*Record di posizionamento dei punti*

►

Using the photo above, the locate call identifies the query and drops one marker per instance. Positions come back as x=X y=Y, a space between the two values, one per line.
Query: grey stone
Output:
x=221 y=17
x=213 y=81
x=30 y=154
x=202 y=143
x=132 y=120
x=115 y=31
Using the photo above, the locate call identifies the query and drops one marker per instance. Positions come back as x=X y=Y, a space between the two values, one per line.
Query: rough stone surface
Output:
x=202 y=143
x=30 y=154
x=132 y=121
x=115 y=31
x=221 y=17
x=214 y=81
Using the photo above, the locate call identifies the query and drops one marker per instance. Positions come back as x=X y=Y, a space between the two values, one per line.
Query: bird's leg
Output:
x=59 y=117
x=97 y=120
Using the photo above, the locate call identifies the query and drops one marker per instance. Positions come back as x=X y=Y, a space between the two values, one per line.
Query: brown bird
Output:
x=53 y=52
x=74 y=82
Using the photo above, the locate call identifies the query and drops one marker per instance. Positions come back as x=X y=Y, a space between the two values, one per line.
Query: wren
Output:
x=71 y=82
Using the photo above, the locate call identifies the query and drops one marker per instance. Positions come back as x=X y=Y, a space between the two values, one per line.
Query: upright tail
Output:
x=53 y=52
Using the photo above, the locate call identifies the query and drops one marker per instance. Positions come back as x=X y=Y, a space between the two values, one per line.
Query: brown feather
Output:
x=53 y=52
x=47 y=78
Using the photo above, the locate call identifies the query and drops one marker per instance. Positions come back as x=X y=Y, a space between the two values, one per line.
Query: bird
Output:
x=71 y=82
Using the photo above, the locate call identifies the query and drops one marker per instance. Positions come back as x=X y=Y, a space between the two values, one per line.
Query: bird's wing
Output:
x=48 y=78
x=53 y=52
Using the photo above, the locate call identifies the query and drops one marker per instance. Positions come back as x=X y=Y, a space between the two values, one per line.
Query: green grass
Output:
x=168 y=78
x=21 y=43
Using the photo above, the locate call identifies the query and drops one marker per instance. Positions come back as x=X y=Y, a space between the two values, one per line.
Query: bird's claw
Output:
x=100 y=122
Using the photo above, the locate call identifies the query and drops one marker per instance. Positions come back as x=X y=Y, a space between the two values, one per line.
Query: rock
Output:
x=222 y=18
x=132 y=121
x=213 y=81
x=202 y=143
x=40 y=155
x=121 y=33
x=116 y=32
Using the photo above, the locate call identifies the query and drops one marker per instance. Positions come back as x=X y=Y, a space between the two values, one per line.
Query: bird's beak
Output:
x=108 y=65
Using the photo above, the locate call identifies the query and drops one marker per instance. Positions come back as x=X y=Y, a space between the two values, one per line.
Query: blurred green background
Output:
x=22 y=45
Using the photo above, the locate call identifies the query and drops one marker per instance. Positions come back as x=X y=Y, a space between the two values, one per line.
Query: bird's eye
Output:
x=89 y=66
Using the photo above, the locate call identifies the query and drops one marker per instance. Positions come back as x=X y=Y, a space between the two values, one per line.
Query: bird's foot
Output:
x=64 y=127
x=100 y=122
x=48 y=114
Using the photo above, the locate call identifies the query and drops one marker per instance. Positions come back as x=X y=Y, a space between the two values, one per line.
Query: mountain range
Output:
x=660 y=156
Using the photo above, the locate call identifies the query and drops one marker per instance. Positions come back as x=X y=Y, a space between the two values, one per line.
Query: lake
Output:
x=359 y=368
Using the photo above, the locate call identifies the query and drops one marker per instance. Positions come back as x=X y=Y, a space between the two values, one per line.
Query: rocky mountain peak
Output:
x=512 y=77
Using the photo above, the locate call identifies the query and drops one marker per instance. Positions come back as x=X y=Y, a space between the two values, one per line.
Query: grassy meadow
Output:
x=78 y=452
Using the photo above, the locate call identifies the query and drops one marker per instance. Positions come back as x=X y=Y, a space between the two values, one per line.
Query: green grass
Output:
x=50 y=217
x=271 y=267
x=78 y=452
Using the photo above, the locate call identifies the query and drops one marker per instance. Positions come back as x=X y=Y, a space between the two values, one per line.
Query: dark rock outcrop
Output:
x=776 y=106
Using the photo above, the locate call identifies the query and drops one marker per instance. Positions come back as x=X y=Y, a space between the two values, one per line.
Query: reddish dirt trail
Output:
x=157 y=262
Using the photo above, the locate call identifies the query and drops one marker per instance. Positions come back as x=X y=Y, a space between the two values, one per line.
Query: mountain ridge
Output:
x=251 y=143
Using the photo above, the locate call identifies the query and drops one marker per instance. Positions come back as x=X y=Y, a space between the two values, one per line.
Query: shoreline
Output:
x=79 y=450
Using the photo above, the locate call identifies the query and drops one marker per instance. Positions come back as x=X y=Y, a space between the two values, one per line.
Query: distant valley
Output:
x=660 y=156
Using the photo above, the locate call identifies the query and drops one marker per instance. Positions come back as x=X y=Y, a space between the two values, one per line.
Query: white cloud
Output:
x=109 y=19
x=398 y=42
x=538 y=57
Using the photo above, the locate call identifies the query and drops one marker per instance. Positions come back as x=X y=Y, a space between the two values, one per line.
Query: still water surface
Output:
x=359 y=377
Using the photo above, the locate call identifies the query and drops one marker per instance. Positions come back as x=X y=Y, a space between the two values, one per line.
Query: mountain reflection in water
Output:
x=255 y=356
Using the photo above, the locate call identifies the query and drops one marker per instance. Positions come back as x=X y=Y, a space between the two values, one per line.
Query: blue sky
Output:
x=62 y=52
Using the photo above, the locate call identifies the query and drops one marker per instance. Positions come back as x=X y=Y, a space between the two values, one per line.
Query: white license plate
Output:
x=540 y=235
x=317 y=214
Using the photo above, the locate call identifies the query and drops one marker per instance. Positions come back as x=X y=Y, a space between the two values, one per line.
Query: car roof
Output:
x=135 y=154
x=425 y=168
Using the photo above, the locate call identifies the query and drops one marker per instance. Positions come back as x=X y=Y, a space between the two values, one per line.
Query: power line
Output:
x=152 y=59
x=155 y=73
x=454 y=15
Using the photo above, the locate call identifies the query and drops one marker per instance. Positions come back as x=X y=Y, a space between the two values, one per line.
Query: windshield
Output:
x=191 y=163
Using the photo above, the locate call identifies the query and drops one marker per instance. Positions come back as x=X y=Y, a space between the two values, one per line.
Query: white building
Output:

◄

*Il compito*
Calcola quante righe dell'elenco contengono la parola "bird" e indica soltanto il numero.

*Risposta completa*
8